### AIM OF THE EXERCISE
Your answer must be a single number: how many lines in the records include the word "below".

------------------------------------------------------------

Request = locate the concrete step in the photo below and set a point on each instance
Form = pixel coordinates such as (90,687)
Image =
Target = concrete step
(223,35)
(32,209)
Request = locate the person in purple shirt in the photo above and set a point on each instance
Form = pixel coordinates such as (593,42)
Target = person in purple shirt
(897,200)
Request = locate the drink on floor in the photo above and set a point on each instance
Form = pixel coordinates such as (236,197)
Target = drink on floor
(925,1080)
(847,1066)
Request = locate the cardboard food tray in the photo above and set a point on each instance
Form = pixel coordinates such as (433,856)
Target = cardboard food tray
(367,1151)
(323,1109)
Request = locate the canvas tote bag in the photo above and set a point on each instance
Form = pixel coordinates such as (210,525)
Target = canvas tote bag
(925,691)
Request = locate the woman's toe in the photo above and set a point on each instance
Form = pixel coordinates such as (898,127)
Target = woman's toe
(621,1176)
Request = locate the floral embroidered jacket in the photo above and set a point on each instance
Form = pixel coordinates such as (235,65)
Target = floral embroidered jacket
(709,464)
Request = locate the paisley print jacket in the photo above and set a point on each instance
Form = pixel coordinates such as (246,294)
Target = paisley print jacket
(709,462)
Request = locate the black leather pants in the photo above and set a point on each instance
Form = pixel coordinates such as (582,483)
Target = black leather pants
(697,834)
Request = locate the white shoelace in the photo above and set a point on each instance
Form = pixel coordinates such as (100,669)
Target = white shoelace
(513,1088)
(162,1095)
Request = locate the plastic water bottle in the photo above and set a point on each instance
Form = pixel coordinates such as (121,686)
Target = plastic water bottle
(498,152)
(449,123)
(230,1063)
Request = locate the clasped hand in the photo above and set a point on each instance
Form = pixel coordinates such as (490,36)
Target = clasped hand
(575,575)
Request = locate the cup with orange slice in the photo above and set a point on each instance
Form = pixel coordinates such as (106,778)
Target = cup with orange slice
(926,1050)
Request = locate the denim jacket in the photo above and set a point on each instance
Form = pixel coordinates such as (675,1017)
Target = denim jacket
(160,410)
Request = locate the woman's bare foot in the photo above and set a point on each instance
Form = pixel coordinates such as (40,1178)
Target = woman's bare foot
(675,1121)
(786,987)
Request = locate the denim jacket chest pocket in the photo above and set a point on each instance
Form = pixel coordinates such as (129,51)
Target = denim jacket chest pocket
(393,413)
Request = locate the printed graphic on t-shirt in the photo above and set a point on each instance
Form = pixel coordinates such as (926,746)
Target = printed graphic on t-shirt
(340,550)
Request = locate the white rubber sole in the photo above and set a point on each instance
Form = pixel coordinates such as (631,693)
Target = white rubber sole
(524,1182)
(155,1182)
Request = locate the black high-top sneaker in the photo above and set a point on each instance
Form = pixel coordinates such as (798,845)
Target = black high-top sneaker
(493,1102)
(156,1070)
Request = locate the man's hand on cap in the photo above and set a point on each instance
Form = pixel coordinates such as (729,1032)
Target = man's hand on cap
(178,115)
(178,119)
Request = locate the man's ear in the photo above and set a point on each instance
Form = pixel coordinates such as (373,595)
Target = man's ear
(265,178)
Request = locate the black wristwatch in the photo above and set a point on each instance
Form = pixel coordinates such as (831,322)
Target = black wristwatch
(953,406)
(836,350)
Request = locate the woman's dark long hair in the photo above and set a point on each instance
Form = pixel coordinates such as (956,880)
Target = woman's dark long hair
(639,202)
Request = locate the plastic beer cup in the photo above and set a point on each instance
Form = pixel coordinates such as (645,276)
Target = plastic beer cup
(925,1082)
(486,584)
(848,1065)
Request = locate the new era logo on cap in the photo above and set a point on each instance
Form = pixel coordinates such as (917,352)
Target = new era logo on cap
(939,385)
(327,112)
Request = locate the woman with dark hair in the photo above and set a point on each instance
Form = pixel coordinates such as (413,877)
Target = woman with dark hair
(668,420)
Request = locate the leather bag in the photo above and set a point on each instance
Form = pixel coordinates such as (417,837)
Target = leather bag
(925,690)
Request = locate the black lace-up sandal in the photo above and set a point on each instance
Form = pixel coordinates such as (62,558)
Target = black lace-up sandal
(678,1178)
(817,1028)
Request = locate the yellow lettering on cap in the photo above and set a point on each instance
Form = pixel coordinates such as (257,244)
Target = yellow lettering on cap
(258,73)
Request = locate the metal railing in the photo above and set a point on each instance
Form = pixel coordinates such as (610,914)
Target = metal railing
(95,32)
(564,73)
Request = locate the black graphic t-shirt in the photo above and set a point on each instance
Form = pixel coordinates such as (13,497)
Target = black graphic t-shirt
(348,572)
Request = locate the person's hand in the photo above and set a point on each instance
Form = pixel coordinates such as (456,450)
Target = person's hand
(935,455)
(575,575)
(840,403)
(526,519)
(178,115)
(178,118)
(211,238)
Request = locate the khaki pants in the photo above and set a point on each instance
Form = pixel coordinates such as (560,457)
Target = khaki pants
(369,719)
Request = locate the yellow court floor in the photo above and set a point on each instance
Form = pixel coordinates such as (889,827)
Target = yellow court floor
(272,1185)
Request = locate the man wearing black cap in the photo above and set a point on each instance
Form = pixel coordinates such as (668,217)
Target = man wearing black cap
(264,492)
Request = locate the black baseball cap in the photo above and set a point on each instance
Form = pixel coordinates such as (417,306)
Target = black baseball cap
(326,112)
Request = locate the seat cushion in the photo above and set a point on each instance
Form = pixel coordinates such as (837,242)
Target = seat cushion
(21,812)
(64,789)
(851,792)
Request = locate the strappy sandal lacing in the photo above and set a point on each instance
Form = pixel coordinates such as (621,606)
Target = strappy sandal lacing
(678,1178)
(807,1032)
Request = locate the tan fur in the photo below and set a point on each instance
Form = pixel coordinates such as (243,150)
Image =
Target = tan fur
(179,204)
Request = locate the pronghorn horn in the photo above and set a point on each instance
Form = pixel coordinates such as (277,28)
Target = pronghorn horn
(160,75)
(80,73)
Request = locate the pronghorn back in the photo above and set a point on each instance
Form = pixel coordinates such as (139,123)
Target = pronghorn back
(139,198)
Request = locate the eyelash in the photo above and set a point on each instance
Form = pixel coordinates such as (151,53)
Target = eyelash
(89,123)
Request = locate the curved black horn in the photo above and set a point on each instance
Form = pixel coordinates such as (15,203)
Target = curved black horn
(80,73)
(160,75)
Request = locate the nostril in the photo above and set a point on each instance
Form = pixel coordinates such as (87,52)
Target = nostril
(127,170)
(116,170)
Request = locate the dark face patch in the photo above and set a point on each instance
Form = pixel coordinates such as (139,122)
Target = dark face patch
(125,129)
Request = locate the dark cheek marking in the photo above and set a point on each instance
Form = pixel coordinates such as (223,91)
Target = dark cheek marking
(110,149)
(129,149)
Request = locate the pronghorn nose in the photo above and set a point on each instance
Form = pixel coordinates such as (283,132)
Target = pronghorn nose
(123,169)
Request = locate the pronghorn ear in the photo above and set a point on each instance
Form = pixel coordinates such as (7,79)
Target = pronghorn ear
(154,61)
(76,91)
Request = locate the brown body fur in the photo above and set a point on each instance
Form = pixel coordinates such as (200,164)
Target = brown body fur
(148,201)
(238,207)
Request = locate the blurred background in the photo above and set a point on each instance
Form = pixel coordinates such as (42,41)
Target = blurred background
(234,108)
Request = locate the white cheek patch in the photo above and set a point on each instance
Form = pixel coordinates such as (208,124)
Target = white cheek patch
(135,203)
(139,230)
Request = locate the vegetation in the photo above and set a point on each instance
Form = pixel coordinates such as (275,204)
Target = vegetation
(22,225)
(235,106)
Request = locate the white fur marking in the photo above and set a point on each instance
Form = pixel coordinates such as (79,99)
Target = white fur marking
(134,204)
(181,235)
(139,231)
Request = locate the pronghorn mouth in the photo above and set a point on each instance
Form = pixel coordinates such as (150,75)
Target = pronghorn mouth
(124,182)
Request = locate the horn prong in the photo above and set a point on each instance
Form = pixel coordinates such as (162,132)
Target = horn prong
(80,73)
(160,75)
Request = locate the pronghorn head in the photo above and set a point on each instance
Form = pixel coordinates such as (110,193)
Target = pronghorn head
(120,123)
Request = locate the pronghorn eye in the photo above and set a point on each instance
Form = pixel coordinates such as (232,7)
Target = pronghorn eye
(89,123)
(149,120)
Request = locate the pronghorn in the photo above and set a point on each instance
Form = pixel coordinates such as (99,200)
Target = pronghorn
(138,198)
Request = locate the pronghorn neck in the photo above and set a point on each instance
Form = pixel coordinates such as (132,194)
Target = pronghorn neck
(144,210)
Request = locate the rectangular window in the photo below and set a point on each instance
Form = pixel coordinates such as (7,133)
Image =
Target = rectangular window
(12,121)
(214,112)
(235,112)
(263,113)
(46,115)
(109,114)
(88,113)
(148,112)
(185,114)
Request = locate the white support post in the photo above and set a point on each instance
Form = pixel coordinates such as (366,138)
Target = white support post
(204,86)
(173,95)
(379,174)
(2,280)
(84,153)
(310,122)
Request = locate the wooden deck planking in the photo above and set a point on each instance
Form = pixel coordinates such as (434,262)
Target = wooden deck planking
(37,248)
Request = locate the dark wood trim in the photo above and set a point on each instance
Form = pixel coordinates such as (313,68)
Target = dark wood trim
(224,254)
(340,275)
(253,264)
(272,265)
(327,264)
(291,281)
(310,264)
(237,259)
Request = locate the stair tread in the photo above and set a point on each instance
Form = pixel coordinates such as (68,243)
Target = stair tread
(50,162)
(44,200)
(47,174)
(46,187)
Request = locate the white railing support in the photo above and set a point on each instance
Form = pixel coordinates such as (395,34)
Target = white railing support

------------------------------------------------------------

### REPLY TO THE EXERCISE
3